# START OF Passage shown

Skip to content

AnalyzeManager

AnalyzeManager is the local analysis driver. It retrieves simulation output files from the platform, runs each analyzer's map() in parallel, then calls each analyzer's reduce() to produce the final results — all on your local machine.

What Can AnalyzeManager Do?

  • Run one or more IAnalyzer instances against experiments, suites, or individual simulations
  • Process simulations in parallel using a configurable worker pool (process-based or thread-based)
  • Skip failed or in-progress simulations, or explicitly include them
  • Limit the number of simulations processed — handy when developing and testing an analyzer
  • Exclude specific simulation IDs from analysis

Import

Python
from idmtools.analysis.analyze_manager import AnalyzeManager
from idmtools.core import ItemType
from idmtools.core.platform_factory import Platform

Constructor Parameters

Python
AnalyzeManager(
    platform=None,
    ids=None,
    analyzers=None,
    working_dir=None,
    partial_analyze_ok=False,
    analyze_failed_items=False,
    max_workers=None,
    max_items=None,
    verbose=True,
    exclude_ids=None,
    executor_type='process',
    force_manager_working_directory=False,
    configuration=None,
)

# END OF Passage shown
# START OF Extracted entries

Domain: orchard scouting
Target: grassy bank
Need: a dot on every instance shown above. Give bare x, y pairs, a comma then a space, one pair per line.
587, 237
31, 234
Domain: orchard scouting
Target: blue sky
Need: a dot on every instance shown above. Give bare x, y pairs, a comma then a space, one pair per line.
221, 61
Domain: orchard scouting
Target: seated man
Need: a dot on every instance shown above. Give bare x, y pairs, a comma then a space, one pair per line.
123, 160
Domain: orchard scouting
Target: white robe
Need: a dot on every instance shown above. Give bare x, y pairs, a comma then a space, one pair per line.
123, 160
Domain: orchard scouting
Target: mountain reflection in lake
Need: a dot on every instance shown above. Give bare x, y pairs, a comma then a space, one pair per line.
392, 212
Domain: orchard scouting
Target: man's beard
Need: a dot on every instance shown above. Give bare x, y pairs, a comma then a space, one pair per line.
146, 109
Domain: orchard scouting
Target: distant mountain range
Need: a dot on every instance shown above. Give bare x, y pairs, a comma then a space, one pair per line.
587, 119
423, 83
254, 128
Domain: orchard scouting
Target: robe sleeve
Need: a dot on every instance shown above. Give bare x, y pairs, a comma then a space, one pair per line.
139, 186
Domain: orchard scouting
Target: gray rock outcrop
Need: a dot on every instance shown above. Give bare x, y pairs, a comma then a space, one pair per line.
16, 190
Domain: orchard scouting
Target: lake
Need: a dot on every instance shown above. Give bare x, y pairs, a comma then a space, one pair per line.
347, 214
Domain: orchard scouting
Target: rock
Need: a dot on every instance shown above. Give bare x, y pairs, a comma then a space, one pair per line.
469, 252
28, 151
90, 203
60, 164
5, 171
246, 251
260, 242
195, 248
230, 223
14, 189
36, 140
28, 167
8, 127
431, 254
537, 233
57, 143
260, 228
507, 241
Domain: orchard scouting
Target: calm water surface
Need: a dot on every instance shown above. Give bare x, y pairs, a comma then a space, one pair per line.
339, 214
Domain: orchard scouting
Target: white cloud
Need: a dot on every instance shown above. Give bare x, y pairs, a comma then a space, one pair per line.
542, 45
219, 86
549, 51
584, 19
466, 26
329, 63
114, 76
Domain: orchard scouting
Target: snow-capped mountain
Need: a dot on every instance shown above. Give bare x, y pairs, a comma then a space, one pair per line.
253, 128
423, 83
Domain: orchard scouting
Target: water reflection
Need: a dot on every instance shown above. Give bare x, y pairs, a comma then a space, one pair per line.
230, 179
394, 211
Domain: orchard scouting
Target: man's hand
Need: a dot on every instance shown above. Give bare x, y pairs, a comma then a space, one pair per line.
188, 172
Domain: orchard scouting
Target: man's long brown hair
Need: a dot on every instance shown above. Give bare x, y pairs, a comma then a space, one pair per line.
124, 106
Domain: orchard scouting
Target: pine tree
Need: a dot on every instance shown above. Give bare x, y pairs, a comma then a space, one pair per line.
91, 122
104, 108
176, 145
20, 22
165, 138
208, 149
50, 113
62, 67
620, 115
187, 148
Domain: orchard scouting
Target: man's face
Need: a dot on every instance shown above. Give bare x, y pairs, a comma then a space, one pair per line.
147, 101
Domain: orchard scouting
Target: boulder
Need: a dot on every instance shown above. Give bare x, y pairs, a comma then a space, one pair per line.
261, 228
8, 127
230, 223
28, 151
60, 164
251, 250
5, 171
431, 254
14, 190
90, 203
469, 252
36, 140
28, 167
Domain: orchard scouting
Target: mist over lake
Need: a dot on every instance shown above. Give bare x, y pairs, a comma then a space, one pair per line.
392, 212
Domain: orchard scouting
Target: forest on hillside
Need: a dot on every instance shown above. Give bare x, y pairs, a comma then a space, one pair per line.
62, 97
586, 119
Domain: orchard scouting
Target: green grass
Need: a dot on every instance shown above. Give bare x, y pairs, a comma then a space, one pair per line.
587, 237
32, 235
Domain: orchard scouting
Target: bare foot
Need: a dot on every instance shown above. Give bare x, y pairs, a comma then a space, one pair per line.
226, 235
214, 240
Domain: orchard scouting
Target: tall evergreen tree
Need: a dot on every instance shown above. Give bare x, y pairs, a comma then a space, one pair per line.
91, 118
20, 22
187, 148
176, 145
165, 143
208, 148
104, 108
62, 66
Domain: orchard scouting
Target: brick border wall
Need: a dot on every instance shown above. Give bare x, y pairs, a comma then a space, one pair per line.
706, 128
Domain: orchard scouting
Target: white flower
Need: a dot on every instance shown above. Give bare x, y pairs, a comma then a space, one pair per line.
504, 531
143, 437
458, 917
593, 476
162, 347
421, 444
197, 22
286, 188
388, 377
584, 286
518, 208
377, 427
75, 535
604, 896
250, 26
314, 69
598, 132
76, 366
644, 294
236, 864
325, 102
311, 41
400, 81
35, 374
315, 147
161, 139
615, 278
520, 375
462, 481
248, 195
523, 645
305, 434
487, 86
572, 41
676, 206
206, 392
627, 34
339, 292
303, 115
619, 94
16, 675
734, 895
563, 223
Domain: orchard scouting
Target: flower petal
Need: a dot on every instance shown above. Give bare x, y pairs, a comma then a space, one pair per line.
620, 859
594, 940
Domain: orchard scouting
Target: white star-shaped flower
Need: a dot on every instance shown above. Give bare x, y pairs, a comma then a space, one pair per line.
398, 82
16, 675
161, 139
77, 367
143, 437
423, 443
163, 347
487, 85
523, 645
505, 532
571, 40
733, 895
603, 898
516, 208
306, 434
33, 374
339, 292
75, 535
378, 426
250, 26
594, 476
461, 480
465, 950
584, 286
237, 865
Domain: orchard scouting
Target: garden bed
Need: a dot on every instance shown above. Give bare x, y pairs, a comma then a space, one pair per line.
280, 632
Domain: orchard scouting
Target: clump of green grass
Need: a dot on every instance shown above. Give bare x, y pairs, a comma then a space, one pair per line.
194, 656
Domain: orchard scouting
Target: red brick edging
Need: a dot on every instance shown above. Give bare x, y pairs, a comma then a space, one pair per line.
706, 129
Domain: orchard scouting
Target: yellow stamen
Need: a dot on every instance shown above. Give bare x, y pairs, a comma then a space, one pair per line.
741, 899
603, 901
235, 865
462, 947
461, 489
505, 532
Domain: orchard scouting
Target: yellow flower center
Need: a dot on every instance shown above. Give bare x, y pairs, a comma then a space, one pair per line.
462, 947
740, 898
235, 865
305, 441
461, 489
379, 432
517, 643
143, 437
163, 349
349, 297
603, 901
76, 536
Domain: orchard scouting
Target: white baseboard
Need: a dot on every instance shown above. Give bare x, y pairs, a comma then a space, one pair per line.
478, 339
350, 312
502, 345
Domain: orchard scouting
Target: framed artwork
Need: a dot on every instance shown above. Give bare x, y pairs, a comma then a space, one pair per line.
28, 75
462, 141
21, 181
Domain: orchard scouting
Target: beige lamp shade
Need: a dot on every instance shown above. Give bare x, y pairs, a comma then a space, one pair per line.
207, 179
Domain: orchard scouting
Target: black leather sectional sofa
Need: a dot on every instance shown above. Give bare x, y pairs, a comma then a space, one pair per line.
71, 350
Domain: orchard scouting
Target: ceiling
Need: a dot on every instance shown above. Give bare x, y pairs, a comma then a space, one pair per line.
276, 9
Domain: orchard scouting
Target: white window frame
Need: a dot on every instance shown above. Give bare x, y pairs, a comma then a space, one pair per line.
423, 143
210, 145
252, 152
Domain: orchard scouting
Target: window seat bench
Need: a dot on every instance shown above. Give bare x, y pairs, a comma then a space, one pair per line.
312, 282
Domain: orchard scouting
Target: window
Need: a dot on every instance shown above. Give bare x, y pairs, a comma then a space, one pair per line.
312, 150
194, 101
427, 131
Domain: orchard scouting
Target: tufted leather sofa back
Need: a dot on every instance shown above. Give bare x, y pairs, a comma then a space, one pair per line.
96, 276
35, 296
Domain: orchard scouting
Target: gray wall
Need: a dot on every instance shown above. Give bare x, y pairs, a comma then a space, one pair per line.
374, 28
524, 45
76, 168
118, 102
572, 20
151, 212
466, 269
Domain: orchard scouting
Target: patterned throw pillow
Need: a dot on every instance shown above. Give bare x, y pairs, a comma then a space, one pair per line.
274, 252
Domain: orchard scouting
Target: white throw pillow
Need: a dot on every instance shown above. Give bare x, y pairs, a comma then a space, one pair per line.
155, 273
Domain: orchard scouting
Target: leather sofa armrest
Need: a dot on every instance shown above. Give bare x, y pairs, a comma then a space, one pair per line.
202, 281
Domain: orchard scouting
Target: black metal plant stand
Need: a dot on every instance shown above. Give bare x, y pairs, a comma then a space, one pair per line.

# END OF Extracted entries

(What you are asked to do):
Continue the AnalyzeManager documentation page from where it stops, after the constructor signature.

(Exercise response):
Key Parameters

analyzers

Type: List[IAnalyzer] Default: []

The list of analyzer instances to run. Each analyzer must be an instance of a class that extends IAnalyzer. You can pass analyzers at construction time or add them later with add_analyzer().

Python
manager = AnalyzeManager(
    ids=[('exp-id', ItemType.EXPERIMENT)],
    analyzers=[MyAnalyzer(), AnotherAnalyzer()]
)

# Or add them one by one before calling analyze()
manager = AnalyzeManager(ids=[('exp-id', ItemType.EXPERIMENT)])
manager.add_analyzer(MyAnalyzer())
manager.add_analyzer(AnotherAnalyzer())

partial_analyze_ok

Type: bool Default: False

Controls whether analysis proceeds when some simulations are not in a Succeeded state (e.g., still running, failed, or queued).

  • False (default) — raises ItemsNotReady if any simulation is not ready; all simulations must be succeeded
  • True — skips any non-ready simulations and analyzes only those that are ready

Use partial_analyze_ok=True when you want to analyze a partial set of results from a still-running experiment, or when a subset of simulations failed and you want results from the rest.

Python
manager = AnalyzeManager(
    ids=[('exp-id', ItemType.EXPERIMENT)],
    analyzers=[MyAnalyzer()],
    partial_analyze_ok=True   # analyze succeeded simulations even if some failed
)

Note

Setting max_items automatically enables partial_analyze_ok.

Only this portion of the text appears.